WHAT THE TASK REQUIRES:
Reproduce every one of the rows below word for word, leaving the pictures out.

DATASET:
>> start

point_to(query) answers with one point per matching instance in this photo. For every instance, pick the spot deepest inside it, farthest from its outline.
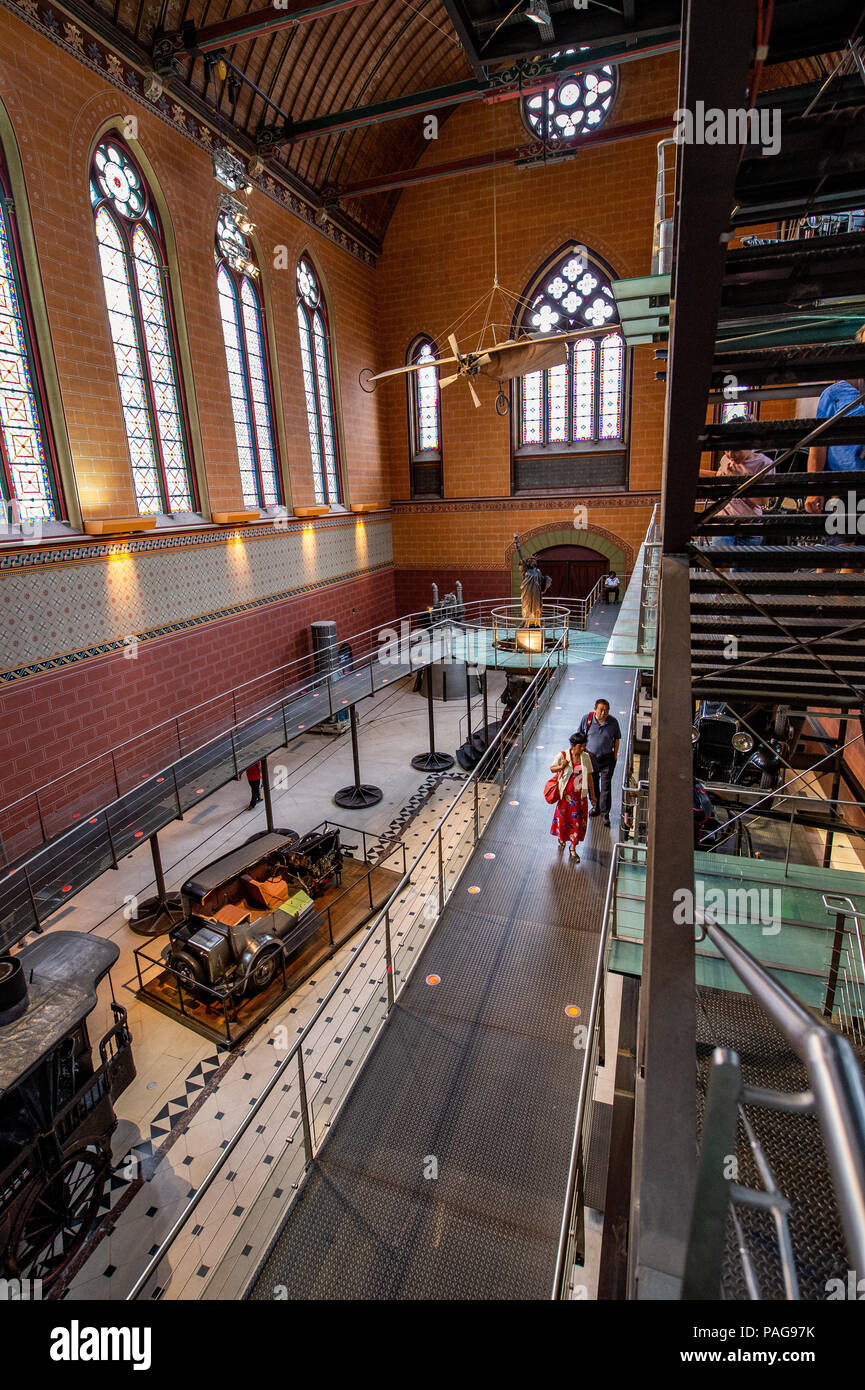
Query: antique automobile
(725, 751)
(719, 831)
(244, 915)
(56, 1105)
(317, 859)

>> end

RESULT OF THIS EXERCISE:
point_to(query) answers with one point per matching instance in this photo. For every instance, pick the spot deepest inside it, farthest from its outline.
Query: antique automobile
(725, 751)
(719, 831)
(244, 915)
(56, 1105)
(317, 859)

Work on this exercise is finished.